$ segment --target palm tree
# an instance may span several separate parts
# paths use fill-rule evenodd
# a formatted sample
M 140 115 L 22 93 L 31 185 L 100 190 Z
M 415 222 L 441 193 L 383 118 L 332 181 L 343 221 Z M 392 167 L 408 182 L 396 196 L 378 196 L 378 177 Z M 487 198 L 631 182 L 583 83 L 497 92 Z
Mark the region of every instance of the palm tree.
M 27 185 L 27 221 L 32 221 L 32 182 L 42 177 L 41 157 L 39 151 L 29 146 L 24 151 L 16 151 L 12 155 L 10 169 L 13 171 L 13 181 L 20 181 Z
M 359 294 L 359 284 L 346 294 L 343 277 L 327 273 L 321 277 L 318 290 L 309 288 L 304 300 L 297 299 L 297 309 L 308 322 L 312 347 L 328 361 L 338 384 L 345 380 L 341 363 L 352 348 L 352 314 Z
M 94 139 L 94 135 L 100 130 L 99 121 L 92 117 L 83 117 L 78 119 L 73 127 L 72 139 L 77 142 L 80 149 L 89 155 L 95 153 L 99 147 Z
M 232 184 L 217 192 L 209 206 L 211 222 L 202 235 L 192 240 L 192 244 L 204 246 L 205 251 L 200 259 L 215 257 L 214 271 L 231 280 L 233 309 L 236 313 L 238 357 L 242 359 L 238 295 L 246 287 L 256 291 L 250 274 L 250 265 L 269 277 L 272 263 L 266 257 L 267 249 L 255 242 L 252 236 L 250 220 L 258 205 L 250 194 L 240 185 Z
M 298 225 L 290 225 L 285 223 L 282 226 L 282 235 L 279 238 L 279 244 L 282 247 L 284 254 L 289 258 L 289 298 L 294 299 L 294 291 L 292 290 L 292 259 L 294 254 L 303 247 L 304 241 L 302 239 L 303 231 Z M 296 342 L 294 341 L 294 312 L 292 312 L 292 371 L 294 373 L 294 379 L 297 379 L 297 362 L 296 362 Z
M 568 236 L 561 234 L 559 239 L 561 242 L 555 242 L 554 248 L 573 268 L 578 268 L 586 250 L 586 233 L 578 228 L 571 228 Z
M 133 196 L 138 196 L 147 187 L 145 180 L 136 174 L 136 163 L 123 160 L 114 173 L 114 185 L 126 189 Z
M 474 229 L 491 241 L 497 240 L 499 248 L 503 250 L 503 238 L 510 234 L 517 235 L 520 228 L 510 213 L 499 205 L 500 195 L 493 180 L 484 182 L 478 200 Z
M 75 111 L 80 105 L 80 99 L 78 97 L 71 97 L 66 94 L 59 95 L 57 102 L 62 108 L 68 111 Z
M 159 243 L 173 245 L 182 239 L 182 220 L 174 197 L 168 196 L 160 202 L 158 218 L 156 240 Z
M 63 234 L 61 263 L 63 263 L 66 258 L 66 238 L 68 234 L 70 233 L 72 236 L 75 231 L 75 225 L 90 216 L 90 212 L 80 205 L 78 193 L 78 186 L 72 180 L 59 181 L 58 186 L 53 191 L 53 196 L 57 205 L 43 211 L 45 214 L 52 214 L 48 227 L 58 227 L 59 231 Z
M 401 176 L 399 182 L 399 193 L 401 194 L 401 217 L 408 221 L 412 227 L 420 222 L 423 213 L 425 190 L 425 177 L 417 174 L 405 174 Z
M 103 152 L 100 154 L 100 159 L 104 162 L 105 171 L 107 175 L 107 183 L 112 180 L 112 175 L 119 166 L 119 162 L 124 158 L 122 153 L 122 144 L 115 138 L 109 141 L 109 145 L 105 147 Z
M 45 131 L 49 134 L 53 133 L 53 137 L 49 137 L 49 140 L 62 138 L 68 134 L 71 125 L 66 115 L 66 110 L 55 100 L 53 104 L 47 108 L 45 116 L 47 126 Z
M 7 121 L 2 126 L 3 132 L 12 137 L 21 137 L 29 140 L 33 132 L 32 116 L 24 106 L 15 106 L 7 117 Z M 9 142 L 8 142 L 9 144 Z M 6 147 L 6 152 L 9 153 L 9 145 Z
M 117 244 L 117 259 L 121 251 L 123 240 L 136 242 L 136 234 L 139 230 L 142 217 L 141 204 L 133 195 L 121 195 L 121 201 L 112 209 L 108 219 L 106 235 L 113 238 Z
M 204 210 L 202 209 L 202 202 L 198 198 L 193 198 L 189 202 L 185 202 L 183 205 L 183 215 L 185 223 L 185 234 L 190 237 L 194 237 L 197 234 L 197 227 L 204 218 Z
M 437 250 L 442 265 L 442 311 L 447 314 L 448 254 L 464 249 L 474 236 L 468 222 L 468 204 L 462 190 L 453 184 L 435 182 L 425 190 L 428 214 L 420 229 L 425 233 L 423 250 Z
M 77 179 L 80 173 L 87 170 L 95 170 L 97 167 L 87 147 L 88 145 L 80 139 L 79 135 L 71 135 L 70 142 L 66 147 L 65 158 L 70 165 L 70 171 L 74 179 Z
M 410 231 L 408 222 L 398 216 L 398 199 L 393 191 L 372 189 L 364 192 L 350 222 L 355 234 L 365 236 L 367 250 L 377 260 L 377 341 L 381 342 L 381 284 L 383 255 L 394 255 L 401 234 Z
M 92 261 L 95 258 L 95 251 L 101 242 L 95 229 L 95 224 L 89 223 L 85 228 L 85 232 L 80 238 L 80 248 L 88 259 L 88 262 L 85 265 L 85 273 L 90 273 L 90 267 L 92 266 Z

——

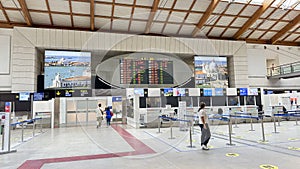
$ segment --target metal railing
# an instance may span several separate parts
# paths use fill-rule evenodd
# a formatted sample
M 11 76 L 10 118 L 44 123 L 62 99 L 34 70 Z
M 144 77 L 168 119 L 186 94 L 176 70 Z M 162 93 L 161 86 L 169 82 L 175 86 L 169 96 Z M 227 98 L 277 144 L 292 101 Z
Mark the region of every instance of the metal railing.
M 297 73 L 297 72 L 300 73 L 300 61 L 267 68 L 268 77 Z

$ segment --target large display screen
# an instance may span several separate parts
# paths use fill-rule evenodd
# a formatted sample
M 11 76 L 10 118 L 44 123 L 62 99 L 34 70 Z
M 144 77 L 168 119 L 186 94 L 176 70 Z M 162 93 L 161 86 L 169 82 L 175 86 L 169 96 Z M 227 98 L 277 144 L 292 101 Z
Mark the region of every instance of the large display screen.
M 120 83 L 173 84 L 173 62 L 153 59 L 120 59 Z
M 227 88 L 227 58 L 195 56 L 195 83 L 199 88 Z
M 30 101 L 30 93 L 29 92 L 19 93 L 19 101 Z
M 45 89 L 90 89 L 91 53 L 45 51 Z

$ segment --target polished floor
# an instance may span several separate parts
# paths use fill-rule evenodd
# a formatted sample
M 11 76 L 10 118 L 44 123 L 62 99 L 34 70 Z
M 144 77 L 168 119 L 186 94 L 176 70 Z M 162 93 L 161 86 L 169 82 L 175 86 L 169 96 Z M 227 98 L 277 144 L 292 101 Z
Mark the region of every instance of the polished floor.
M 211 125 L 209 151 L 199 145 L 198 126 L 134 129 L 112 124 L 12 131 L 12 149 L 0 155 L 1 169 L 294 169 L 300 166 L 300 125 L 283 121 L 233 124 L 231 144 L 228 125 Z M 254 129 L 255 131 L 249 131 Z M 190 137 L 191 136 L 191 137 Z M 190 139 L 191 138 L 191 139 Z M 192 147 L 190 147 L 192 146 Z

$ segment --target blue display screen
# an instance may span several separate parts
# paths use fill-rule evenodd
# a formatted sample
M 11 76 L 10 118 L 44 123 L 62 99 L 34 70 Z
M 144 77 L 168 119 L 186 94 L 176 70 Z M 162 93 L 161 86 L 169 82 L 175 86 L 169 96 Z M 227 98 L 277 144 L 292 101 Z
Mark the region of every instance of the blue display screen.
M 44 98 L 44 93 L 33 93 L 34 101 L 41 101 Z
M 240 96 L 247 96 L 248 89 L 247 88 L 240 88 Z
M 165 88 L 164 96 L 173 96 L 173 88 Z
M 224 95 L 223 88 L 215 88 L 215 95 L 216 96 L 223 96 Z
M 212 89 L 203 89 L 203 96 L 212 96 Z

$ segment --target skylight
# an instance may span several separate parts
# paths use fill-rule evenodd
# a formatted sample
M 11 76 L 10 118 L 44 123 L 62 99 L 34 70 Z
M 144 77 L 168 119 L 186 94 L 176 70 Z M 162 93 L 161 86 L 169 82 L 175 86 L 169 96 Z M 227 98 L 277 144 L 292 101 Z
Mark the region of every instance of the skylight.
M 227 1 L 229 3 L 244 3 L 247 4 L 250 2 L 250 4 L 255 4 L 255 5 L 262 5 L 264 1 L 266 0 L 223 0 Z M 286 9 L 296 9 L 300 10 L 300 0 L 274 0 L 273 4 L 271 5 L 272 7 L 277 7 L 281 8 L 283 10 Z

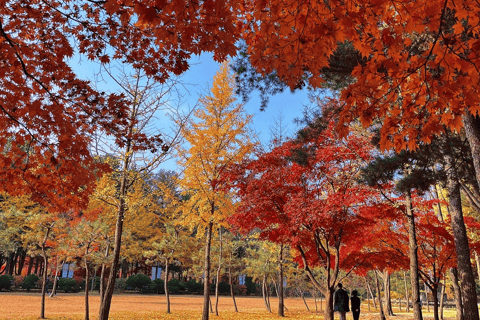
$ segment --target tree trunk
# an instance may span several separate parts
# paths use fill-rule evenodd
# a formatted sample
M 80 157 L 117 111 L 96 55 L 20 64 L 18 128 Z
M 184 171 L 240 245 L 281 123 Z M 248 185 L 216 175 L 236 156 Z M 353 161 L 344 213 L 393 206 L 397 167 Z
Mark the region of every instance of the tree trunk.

——

--- PROBLEM DETAILS ---
Go through the listing above and write out exactly the lines starting with the one holding "M 80 157 L 117 111 L 96 55 L 20 64 L 18 128 Z" and running through the one holding "Mark the region of every instance of the tree", ends included, and no others.

--- WRITTEN SOLUTION ---
M 80 157 L 117 111 L 96 55 L 20 64 L 18 128 Z
M 184 171 L 240 245 L 281 123 Z M 248 185 L 216 175 L 236 156 Z M 353 161 L 344 213 L 393 206 L 397 167 Z
Mark the region of every instance of the tree trunk.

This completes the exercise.